# Source material
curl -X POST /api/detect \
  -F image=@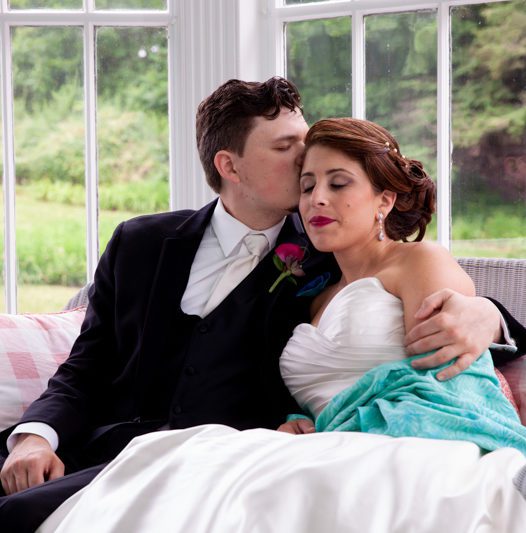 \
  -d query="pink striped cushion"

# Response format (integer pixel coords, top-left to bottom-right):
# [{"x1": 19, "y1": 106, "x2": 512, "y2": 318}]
[
  {"x1": 495, "y1": 368, "x2": 520, "y2": 415},
  {"x1": 500, "y1": 355, "x2": 526, "y2": 426},
  {"x1": 0, "y1": 307, "x2": 86, "y2": 430}
]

# Your instructions
How many lines in the rows above contain the string "coords"? Reply with the number only.

# Task result
1